:: INPUT ::
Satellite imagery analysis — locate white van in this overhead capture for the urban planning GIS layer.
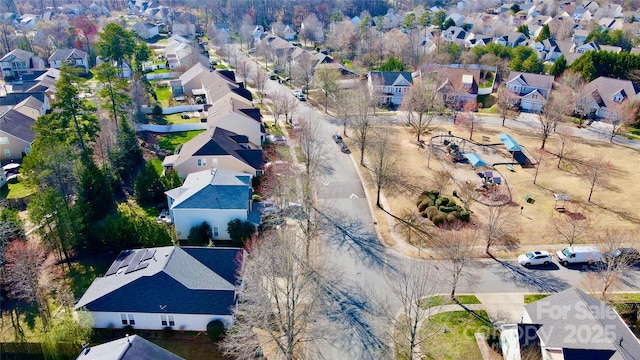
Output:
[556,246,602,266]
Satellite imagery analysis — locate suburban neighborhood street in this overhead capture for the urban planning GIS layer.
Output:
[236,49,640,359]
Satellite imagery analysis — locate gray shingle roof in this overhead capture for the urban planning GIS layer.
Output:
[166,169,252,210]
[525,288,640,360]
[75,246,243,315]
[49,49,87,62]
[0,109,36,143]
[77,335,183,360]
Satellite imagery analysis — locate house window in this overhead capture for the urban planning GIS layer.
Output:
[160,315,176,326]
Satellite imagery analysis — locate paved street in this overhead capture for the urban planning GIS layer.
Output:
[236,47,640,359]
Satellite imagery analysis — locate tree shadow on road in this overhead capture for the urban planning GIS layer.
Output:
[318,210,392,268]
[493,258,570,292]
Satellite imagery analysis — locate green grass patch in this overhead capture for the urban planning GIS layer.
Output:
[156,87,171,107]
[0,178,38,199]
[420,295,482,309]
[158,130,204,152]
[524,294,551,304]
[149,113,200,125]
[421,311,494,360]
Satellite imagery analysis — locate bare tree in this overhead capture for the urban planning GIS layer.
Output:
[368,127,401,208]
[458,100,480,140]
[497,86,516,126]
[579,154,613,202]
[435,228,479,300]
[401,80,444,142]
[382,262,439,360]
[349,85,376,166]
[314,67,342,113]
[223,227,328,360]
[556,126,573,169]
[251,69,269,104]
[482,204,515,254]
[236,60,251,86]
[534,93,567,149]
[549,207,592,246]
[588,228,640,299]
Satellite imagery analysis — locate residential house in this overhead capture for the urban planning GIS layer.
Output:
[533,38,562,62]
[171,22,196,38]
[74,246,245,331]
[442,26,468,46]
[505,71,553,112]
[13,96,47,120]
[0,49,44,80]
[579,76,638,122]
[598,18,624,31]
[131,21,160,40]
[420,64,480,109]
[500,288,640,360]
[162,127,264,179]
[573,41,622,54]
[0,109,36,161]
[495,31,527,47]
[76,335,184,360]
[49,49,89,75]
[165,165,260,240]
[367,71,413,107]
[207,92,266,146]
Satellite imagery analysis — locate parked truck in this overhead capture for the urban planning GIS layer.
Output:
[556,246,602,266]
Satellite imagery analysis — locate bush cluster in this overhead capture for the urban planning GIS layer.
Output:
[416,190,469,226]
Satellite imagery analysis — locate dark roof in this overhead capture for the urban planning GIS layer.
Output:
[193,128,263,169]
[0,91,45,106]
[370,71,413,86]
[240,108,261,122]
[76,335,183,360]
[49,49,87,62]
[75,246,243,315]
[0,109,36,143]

:: INSTRUCTIONS TO FOLLOW ::
Copy every item above word for word, leaving out the picture.

:: WRITTEN ANSWER ::
Satellite imagery analysis — locate white van in this overhead capture for the urban planning GIS layer.
Output:
[556,246,602,266]
Satellite imagery analysis — locate suburban neighborhood street in this overhead capture for the urban planning GIS layer.
Output:
[236,49,640,359]
Satellite imagery analysis — locate gray shingle roof in this overhead capture for the urban planning GIS layer.
Output:
[166,169,252,210]
[525,288,640,360]
[75,246,243,315]
[49,49,87,62]
[0,109,36,143]
[77,335,183,360]
Satellite imagery analysis — locate house window in this overhead capture for the urban planning GIS layer.
Output:
[160,315,176,326]
Satellite imagery analysis — locate paved street in this overhead capture for the urban planning GIS layer.
Output:
[236,47,640,359]
Satellite imagery analysis — locate tree shadow on road in this overhead capture for the urban planning GIS layer.
Output:
[318,210,392,268]
[493,258,570,292]
Satellite imagery analysis — locate green grass patch in this overhead capture for the urban planning GIS layer.
Output:
[156,87,171,107]
[0,178,38,199]
[420,295,482,309]
[158,130,204,152]
[524,294,551,304]
[149,113,200,125]
[421,311,494,360]
Satellite imagery analysis — locate bare tree in this overhead capture for the urban planning GIS layer.
Output:
[368,127,401,208]
[458,100,480,140]
[497,86,516,126]
[579,154,613,202]
[435,228,479,300]
[401,80,444,142]
[382,262,439,360]
[349,85,376,166]
[314,67,342,113]
[223,227,328,360]
[556,126,573,169]
[251,69,269,104]
[482,204,515,254]
[236,60,251,86]
[534,93,567,149]
[549,207,592,246]
[588,228,640,299]
Satellite imagery analysis — locate residential house in this overhead capture for the urban planning GIS layer.
Output:
[533,38,562,62]
[171,22,196,38]
[74,246,245,331]
[442,26,468,46]
[505,71,553,112]
[13,96,47,120]
[0,49,44,80]
[579,76,638,122]
[598,18,624,31]
[131,21,160,40]
[420,64,480,109]
[500,288,640,360]
[162,127,264,179]
[573,41,622,54]
[0,109,36,161]
[495,31,527,47]
[76,335,184,360]
[49,49,89,75]
[165,165,260,240]
[367,71,413,107]
[207,92,266,146]
Satellite imagery analysis — locate parked truck in this overhead capture for the urban planning GIS layer.
Output:
[556,246,602,266]
Satellite imagery analysis — locate bush cluster in this overhead capture for the urban planning GIS layer.
Output:
[416,190,469,226]
Satellite imagery analysis — locate dark roof in this overhead capture for the urban planning GIS layer.
Output:
[193,128,263,169]
[0,91,45,106]
[370,71,413,86]
[240,108,261,122]
[76,335,183,360]
[49,49,87,62]
[75,246,243,315]
[0,109,36,143]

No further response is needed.